* STATED EXERCISE: Please copy every one of the records below word for word, keeping each on its own line.

═══ DATA EXCERPTS

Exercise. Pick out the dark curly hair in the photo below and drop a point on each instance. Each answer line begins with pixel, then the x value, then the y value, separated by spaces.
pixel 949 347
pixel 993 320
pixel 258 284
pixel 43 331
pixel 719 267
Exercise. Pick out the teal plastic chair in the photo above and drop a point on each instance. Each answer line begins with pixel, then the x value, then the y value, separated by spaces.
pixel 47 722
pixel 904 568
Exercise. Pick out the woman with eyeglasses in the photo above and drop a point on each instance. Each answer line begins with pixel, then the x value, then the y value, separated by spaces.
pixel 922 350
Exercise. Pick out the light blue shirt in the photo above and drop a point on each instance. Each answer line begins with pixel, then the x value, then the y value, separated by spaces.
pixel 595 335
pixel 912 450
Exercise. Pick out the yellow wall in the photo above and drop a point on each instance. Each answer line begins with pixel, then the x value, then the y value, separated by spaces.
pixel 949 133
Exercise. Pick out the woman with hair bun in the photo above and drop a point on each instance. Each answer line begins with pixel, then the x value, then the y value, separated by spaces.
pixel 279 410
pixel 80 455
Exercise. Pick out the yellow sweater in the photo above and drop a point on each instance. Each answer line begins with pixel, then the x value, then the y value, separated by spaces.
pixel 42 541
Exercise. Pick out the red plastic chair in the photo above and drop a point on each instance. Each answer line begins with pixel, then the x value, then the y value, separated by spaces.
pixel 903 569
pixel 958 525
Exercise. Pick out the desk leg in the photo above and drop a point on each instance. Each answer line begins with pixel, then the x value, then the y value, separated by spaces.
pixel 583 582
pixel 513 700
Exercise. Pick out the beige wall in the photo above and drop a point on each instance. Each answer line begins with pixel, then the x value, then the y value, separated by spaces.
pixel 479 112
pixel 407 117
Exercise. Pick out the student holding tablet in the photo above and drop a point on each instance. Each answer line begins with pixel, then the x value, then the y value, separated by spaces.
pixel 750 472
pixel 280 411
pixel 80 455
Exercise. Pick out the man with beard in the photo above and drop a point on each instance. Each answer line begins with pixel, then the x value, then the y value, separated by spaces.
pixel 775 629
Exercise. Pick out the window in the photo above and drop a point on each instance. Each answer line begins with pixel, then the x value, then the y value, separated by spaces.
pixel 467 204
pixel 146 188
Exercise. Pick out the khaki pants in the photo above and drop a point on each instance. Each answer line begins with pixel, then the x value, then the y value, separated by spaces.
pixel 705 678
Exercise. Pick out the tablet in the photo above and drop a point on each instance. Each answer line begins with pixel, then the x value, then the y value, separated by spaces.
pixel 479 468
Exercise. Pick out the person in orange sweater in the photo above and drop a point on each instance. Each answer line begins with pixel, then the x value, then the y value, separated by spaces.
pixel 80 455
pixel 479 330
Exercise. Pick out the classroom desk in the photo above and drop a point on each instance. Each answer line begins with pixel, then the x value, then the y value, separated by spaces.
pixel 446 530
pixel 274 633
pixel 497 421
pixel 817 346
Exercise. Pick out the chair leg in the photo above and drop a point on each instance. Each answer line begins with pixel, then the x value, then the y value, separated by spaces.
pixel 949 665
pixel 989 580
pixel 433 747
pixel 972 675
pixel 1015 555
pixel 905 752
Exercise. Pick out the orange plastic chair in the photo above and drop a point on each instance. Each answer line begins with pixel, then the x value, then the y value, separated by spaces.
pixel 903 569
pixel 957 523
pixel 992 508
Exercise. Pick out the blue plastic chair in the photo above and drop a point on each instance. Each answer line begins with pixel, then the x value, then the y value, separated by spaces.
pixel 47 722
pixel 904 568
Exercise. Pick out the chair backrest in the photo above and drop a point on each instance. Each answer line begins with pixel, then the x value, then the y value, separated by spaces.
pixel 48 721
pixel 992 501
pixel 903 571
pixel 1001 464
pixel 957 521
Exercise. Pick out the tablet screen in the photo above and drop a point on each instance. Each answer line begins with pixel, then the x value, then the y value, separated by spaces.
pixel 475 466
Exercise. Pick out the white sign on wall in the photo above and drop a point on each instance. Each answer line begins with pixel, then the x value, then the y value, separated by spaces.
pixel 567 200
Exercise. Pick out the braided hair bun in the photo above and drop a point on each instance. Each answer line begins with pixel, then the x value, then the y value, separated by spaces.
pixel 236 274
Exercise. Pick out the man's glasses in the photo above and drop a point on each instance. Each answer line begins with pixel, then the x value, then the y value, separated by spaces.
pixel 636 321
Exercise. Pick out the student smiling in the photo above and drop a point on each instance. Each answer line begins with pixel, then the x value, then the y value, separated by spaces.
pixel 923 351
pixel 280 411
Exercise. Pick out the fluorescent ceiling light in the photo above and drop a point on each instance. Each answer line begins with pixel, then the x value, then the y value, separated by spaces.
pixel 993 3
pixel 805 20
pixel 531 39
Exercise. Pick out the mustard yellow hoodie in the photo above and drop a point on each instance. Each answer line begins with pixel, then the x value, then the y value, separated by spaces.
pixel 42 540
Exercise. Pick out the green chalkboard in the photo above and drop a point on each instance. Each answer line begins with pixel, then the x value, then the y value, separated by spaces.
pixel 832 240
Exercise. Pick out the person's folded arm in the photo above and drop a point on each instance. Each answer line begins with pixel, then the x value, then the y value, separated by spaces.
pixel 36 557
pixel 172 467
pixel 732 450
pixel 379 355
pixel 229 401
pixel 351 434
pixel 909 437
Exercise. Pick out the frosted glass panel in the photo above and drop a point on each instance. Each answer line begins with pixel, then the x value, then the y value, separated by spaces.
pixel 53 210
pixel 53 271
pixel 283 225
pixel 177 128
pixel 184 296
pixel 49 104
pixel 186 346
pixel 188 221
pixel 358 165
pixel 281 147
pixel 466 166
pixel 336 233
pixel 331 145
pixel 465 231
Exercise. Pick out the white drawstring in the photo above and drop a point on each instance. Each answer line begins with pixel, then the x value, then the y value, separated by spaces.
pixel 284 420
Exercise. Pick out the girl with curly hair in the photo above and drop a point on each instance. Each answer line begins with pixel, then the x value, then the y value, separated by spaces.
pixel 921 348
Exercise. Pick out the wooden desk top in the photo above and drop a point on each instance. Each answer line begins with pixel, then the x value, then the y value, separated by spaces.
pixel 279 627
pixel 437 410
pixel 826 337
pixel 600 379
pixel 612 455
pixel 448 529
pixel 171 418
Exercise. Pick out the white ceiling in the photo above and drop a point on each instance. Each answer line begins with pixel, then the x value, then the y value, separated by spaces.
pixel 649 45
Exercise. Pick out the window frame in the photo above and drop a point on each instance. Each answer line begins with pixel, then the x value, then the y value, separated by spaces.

══════

* EXERCISE OUTPUT:
Exercise. Pick out the dark curly hair in the photo below and drop a point on each instance. Each answer line begins with pixel, then the x value, then the y value, separated by spaces.
pixel 949 347
pixel 993 320
pixel 258 284
pixel 43 331
pixel 719 267
Exercise. Pick out the teal plastic chair in the photo above and drop a point on each instance. Each answer line begins with pixel, then the x value, then the y value, separated by spaces.
pixel 47 722
pixel 904 568
Exercise. Pick out the woman with eyeglasses in the photo above and drop a point on each instance. Each answer line begins with pixel, then the x value, then the y value, separated by spaces.
pixel 922 350
Exercise. Pick out the light blue shirt in the photo above and drop a point on each instance. Each answer line begins with pixel, then the x value, then the y value, separated by spaces.
pixel 595 335
pixel 912 450
Exercise. Pick out the yellow wall in the photo above and drop a point on each instance. Each answer line begins with pixel, then the x value, then the y value, separated by spaces.
pixel 949 133
Exercise. Pick out the woman with hair bun in the photo above and drop a point on each instance. Each answer line begins with pixel, then the x value, then the y value, separated by spaces.
pixel 279 410
pixel 80 455
Exercise. Pick out the yellow sweater in the photo above and drop a point on each instance. Each answer line begins with pixel, then the x value, then the y value, separated by spaces.
pixel 42 541
Exercise. Pick out the red plastic chair in the photo above and drop a point on each instance. Each answer line begins with pixel, then the x value, then the y value, separated by spaces.
pixel 903 569
pixel 958 525
Exercise. Pick out the desk leg in the photo above and drop a point on each instance. Each answer line begins with pixel, then the x value, then the y value, separated by spaces.
pixel 583 582
pixel 513 700
Exercise. Pick out the beige wall in the photo above and drop a point on each instance. Each answer line begins with pixel, then the x value, then the y value, separated by spaces.
pixel 479 112
pixel 407 117
Exercise. Pick out the student holding tablet in the photo above and drop a point on each instance. Each answer line begins with pixel, then the x value, then the y value, separated by spaces.
pixel 750 472
pixel 280 411
pixel 80 455
Exercise. Pick out the man with beard in the photo above and drop a point on each instance. Each answer line begins with pixel, then the x value, then the y value, separated by spaces.
pixel 775 629
Exercise. Pick out the window in the photo above and drop a point on each instance. Each answer line begins with pixel, then the x value, then the y value, separated by spaces.
pixel 467 204
pixel 146 188
Exercise. Pick out the khaki pants in the photo above and drop a point on each instance. Each answer line begins with pixel, then the x value, then the y value, separated by spaces.
pixel 705 678
Exercise. Pick out the tablet in the photo above and drop a point on each instance. Each answer line begins with pixel, then the x value, then the y value, separated by spaces.
pixel 479 468
Exercise. Pick out the person in orange sweater in the photo above and drop a point on each instance. Each answer line begins with pixel, then the x value, then the y value, separated by spaces.
pixel 80 455
pixel 479 330
Exercise. Pick out the classroom desk in the photo above and drop a point on each instance. Each answer line begins with pixel, then the x value, then the y value, separated by spaces.
pixel 446 530
pixel 274 633
pixel 497 421
pixel 817 346
Exercise. Pick out the chair leg in the photo above and drop a point on each instance. Each answer line begins with pixel, then the x value, then the y value, separated by spaces.
pixel 949 665
pixel 989 580
pixel 433 747
pixel 972 675
pixel 1015 555
pixel 905 752
Exercise. Pick out the orange plastic chair in the photo above and drop a point on each instance. Each answer line begins with pixel, then the x value, then the y value, separated by spaces.
pixel 903 569
pixel 957 523
pixel 992 508
Exercise. Pick out the blue plastic chair in the photo above and drop a point on each instance. Each answer line begins with pixel, then the x value, then the y value, separated by spaces.
pixel 47 722
pixel 904 568
Exercise. Pick out the chair backrest in the photo above and drop a point on each instance. Each answer line begins with pixel, then the x value, then the y value, separated by spaces.
pixel 48 721
pixel 992 501
pixel 903 571
pixel 1001 464
pixel 957 521
Exercise. Pick out the tablet screen in the photo above and drop a point on each instance. Each answer line begins with pixel, then the x value, then the y value, separated by spaces.
pixel 475 466
Exercise. Pick out the white sign on wall in the photo above and drop a point on each instance. Each answer line begins with pixel, then the x value, then the y value, separated by spaces.
pixel 567 200
Exercise. Pick out the braided hair bun in the photo above and drop a point on each instance. Each answer line begins with pixel, then the x value, then the y value, separated by spaces.
pixel 236 274
Exercise. Pick out the man's glasses in the photo above and drop a point on each instance. Each answer line begins with pixel, then the x value, then the y value, separated by spaces.
pixel 636 321
Exercise. Pick out the student smiling in the photo above and drop a point on each instance. Each answer line begins with pixel, then the x value, then the y value, separated by spaces.
pixel 923 351
pixel 280 411
Exercise. Pick out the fluorescent ceiling light in the photo above and drop a point on each instance. Each answer line begins with pixel, then the x value, then the y value, separated by spaces.
pixel 993 3
pixel 805 20
pixel 531 39
Exercise. Pick out the mustard yellow hoodie in the photo above and drop a point on each instance. Each answer line begins with pixel, then the x value, then the y value, separated by spaces.
pixel 42 540
Exercise. Pick out the green chalkboard in the photo above and drop a point on each instance. Each answer line begins with pixel, then the x value, then the y value, separated by spaces.
pixel 832 240
Exercise. Pick out the person's folded arm in the photo above and drop a point on each instance. Each answer line begins with pixel, then the x value, then the y value, separated by spaces.
pixel 36 557
pixel 172 467
pixel 732 450
pixel 379 355
pixel 229 401
pixel 351 434
pixel 909 437
Exercise. Pick out the frosted glass panel in the photo above and drop a point on each instance. Each answer line begins with pixel, then the x value, then the y value, separated by spaces.
pixel 53 210
pixel 53 271
pixel 283 225
pixel 177 128
pixel 184 296
pixel 49 104
pixel 186 346
pixel 188 221
pixel 358 165
pixel 281 147
pixel 466 166
pixel 336 233
pixel 331 145
pixel 465 231
Exercise. Pick out the white drawstring in the photo above and drop a point on each instance. Each answer line begins with pixel, then the x value, then the y value, separated by spaces.
pixel 284 420
Exercise. Pick out the girl with curly hair in the photo above and drop a point on each instance. Each answer line begins with pixel, then the x value, then the y value, separated by spaces.
pixel 921 348
Exercise. Pick out the wooden desk top in the photo above and drop a point on each instance. Each answer line begins with pixel, then the x value, then the y value, separated by spaces.
pixel 279 627
pixel 437 410
pixel 826 337
pixel 600 379
pixel 612 455
pixel 448 529
pixel 171 418
Exercise. Pick out the white ceiling in the photo above and drop a point on each instance. Each answer line begins with pixel, then the x value, then the y value, separated by spaces.
pixel 649 45
Exercise. Pick out the window frame in the photo above and drop a point on each instance. Each answer line begins with pixel, then the x value, then the y value, separated by spaces.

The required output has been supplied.